— Stated exercise —
Rewrite the material starting at the line that contains "Identify the ocean" and ending at the end of the material, with "coastline" changed to "shoreline" and nothing else altered.

* START Data for processing *

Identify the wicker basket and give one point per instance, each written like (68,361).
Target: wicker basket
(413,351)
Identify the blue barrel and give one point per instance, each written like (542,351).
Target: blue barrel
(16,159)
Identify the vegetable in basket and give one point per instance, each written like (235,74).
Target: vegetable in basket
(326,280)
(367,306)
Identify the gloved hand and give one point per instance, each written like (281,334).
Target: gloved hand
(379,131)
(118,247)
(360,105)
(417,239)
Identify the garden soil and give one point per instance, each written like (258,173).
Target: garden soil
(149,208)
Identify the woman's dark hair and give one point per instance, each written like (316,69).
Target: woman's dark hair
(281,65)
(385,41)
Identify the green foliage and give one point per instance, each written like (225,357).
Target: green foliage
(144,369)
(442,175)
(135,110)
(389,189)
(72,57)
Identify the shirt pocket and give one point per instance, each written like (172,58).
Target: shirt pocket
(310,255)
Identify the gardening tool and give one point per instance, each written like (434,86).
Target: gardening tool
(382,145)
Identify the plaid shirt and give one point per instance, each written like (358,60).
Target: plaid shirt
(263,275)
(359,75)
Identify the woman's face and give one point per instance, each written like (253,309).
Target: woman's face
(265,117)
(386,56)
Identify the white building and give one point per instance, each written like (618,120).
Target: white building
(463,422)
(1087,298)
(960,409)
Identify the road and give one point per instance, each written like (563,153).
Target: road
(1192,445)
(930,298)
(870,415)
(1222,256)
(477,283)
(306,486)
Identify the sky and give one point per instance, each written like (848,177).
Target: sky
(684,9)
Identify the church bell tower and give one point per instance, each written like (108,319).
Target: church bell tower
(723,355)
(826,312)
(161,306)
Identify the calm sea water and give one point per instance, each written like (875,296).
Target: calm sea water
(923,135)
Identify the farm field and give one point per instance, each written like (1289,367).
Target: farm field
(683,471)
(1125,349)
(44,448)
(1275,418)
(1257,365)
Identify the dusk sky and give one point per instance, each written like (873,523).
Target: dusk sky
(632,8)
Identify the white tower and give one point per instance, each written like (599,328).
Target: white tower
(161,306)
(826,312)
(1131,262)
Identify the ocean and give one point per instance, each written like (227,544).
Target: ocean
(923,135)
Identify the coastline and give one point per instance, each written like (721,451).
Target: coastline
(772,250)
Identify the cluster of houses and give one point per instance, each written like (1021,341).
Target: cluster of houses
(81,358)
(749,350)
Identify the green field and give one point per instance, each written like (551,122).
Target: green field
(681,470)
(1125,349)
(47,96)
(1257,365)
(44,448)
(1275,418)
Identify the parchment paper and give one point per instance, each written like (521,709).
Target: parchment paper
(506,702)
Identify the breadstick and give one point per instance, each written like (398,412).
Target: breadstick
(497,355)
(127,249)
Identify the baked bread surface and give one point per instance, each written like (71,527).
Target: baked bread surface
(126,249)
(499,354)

* END Data for processing *

— Reply to the task —
Identify the ocean and give one point per instance, each written like (227,544).
Target: ocean
(923,135)
Identify the shoreline and give one point per instance, each written like (721,451).
Target: shoreline
(772,250)
Identify the cluster of houses and give one point per instance, each written like (1021,341).
Target: cluster of houses
(81,358)
(749,350)
Identify the green field and give one point per instance, each written like (551,122).
Target: green field
(681,470)
(1125,349)
(47,96)
(1257,365)
(44,448)
(1275,418)
Identify the parchment paper and give one point per instance, each written like (521,709).
Target: parchment paper
(506,702)
Identify the breadstick and give one point per instance, each written like (398,412).
Target: breadstick
(497,355)
(127,249)
Identify the baked bread surface and give one point per instance, each written like (71,527).
Target: baked bread surface
(126,249)
(499,354)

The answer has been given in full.